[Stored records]
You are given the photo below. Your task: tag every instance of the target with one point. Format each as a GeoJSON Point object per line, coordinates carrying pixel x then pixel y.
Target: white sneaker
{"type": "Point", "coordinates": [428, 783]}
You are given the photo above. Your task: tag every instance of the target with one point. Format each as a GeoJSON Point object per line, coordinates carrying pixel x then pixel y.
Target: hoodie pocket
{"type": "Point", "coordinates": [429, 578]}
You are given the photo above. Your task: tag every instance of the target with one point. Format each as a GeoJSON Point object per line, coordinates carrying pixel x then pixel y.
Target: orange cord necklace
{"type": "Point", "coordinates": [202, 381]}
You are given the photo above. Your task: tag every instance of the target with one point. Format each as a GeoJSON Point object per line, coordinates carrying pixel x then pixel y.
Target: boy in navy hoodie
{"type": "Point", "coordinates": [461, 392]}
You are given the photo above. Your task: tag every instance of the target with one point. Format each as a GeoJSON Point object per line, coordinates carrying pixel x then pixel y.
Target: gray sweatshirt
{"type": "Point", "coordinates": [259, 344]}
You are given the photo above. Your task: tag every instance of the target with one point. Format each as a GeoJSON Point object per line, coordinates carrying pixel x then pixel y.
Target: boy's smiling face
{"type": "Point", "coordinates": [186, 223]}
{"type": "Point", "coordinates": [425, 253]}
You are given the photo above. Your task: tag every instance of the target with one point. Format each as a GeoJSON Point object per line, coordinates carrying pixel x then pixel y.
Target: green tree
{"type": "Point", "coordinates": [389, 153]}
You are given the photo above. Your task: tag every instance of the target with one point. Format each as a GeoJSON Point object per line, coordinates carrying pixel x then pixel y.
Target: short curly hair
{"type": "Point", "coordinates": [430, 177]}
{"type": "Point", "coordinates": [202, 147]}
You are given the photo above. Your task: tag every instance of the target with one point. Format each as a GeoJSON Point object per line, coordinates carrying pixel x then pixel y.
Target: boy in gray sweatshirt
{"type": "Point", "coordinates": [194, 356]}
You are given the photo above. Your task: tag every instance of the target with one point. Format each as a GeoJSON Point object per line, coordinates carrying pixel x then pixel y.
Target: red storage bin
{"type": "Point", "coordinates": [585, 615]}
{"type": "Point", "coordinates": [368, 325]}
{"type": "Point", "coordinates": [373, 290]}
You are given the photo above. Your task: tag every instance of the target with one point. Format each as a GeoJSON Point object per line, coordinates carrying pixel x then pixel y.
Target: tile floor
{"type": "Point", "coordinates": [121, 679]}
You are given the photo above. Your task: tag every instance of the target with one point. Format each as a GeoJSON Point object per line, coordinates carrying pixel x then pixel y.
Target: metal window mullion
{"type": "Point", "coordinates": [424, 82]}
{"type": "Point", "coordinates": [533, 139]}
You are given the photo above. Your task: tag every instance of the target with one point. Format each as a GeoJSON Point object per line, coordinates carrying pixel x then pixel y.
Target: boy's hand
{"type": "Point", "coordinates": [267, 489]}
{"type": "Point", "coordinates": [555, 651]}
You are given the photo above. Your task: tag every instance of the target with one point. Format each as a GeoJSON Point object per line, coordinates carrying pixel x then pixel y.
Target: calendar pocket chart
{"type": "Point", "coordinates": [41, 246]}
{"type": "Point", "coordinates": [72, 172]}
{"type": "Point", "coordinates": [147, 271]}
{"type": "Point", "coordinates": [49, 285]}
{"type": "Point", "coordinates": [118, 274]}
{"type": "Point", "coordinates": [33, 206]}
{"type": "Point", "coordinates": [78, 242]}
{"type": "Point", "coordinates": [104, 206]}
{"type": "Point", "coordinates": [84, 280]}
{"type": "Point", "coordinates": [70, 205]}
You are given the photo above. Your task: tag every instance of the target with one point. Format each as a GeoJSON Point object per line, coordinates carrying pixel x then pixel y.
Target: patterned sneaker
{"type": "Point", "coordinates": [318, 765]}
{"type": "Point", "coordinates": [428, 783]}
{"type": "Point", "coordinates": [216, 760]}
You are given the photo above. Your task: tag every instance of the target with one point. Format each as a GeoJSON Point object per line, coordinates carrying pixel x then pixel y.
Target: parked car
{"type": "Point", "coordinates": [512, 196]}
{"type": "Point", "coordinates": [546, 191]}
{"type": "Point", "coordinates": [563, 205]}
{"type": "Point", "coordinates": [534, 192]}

_GOAL OF THE EXERCISE_. Write out every record verbatim.

_COMPLETE ANSWER_.
You are given the photo below. Your task: tag every instance of the target with one point. Format each as a GeoJSON Point object per line, coordinates carrying pixel x then pixel y.
Target: white sneaker
{"type": "Point", "coordinates": [428, 783]}
You are given the photo above. Your task: tag every instance of the target with one point. Format each as a GeoJSON Point object per line, coordinates carrying pixel x then pixel y.
Target: hoodie pocket
{"type": "Point", "coordinates": [429, 578]}
You are given the photo above. Your task: tag every instance of the target with one point. Format each as a GeoJSON Point object per line, coordinates carrying pixel x then pixel y.
Target: orange cord necklace
{"type": "Point", "coordinates": [202, 381]}
You are given the photo above. Your task: tag every instance of the target with one point. Format each as a GeoJSON Point object per line, coordinates carrying pixel x then pixel y.
Target: boy in navy hoodie
{"type": "Point", "coordinates": [461, 392]}
You are given the photo above. Your task: tag every instance of the target with one point. Format each as a GeoJSON Point object per line, coordinates carrying pixel x then pixel y.
Target: gray sweatshirt
{"type": "Point", "coordinates": [259, 344]}
You are given the photo above. Your task: tag every instance of the target with one point. Format each as a GeoJSON Point object per line, coordinates carrying pixel x then pixel y.
Target: boy's smiling face
{"type": "Point", "coordinates": [186, 223]}
{"type": "Point", "coordinates": [425, 253]}
You are given the photo above. Your task: tag every instance of the target with one point. Format each as a GeoJSON Point object per line, coordinates carrying pixel x then pixel y.
Target: green tree
{"type": "Point", "coordinates": [389, 153]}
You are given the photo above. Your task: tag every instance of the target with one point. Format each as a GeoJSON Point object per line, coordinates carrying pixel x then pixel y.
Target: short curly hair
{"type": "Point", "coordinates": [430, 177]}
{"type": "Point", "coordinates": [202, 147]}
You are given the photo above. Your task: tag every instance of the target with one point. Format each as a GeoJSON Point object per line, coordinates carrying pixel x then pixel y.
Target: boy in gray sweatshirt
{"type": "Point", "coordinates": [194, 356]}
You are given the photo above. Your task: tag every instance of the target with one point. Format each as a GeoJSON Point object per line, coordinates carrying pixel x then pixel y.
Target: red storage bin
{"type": "Point", "coordinates": [585, 615]}
{"type": "Point", "coordinates": [368, 325]}
{"type": "Point", "coordinates": [373, 290]}
You are given the photo above. Your task: tag every instance of the target with one point. Format each as a GeoJSON Point object per line, coordinates carrying pixel x then pixel y.
Target: tile floor
{"type": "Point", "coordinates": [121, 679]}
You are given the photo above. Your task: tag every instance of the target with one point. Format each as a GeoJSON Point object per line, coordinates carrying pixel x then pixel y.
Target: metal window mullion
{"type": "Point", "coordinates": [424, 82]}
{"type": "Point", "coordinates": [533, 139]}
You are given the photo above. Your task: tag every instance of the target with one point. Format each as a GeoJSON Point object per line, coordinates carrying pixel x then pixel y.
Target: boy's hand
{"type": "Point", "coordinates": [267, 489]}
{"type": "Point", "coordinates": [555, 651]}
You are given the photo above. Your task: tag every instance of the target with one point. Format each as a GeoJSON Point object per line, coordinates carrying pixel x then pixel y.
Target: calendar pocket chart
{"type": "Point", "coordinates": [41, 246]}
{"type": "Point", "coordinates": [72, 172]}
{"type": "Point", "coordinates": [147, 271]}
{"type": "Point", "coordinates": [49, 285]}
{"type": "Point", "coordinates": [118, 274]}
{"type": "Point", "coordinates": [33, 206]}
{"type": "Point", "coordinates": [78, 242]}
{"type": "Point", "coordinates": [104, 206]}
{"type": "Point", "coordinates": [84, 280]}
{"type": "Point", "coordinates": [70, 205]}
You are given the photo above. Your task: tag every instance of the target with one point. Format each as a GeoJSON Point object per line, coordinates carrying pixel x then pixel y.
Target: patterned sneaker
{"type": "Point", "coordinates": [318, 765]}
{"type": "Point", "coordinates": [428, 783]}
{"type": "Point", "coordinates": [216, 760]}
You are given the photo above. Your task: tag every instance of the target with one point. Format each as a GeoJSON Point object per line, coordinates carrying pixel x then pixel y.
Target: parked car
{"type": "Point", "coordinates": [512, 196]}
{"type": "Point", "coordinates": [546, 191]}
{"type": "Point", "coordinates": [563, 205]}
{"type": "Point", "coordinates": [534, 192]}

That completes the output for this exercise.